# [MATERIAL SUPPLIED]
※
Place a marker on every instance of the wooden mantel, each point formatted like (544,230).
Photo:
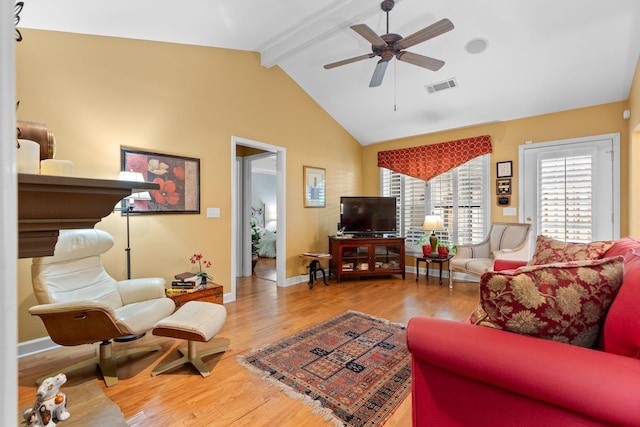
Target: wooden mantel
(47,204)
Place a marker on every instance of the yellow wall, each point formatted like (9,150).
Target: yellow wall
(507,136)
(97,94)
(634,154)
※
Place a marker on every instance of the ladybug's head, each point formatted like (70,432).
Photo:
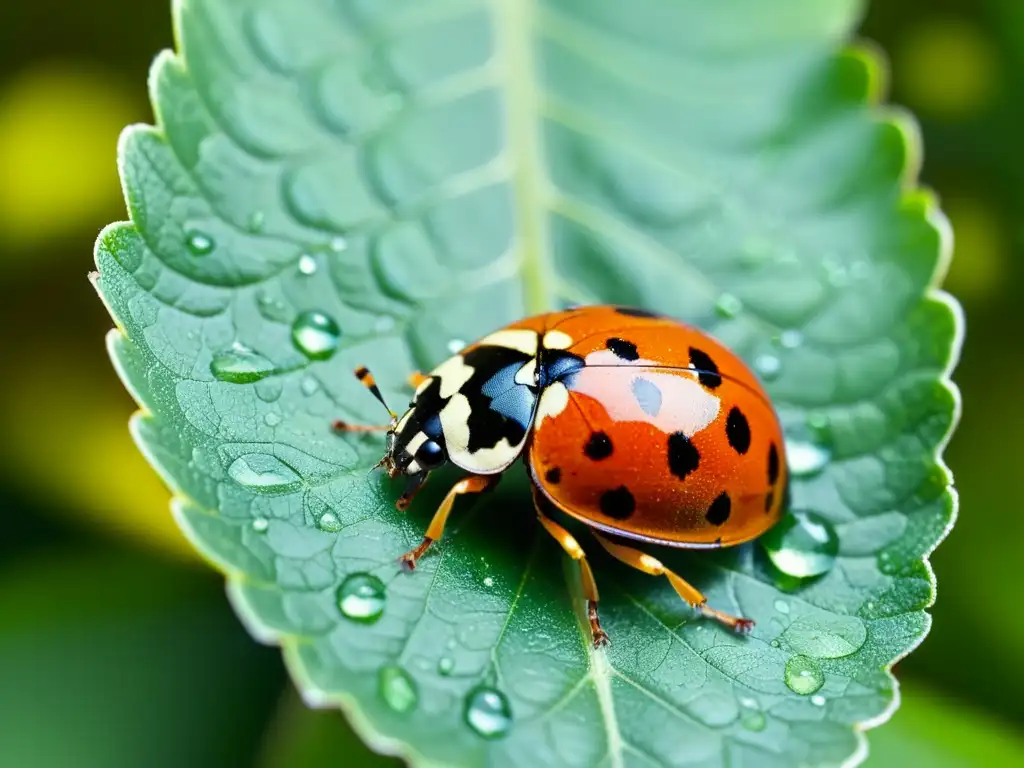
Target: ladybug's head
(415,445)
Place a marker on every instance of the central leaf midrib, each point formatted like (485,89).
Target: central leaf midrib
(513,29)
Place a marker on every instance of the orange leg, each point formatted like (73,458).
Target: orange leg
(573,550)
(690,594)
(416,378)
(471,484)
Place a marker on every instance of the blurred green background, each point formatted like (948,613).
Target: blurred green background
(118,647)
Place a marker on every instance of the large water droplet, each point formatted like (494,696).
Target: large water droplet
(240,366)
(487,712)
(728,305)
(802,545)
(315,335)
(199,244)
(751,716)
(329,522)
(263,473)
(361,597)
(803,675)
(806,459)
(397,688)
※
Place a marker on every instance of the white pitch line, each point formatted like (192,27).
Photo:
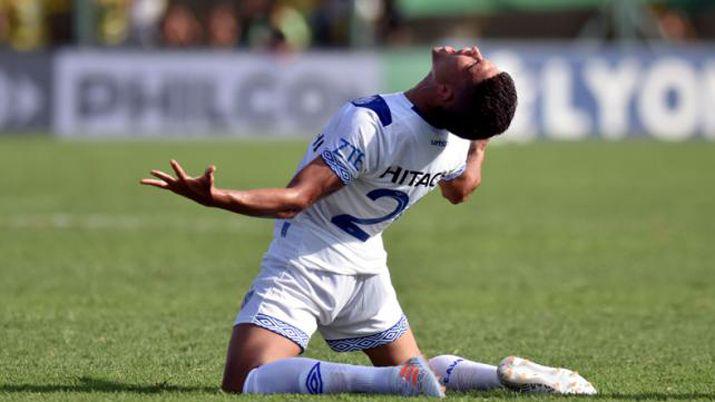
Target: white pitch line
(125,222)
※
# [GOAL]
Please pull out every line of the data above that contains the string "wooden", matching case exactly, and list those lines in their original order.

# [SOLUTION TO THIS PROBLEM]
Place a marker on every instance of the wooden mantel, each point formatted like (544,230).
Target: wooden mantel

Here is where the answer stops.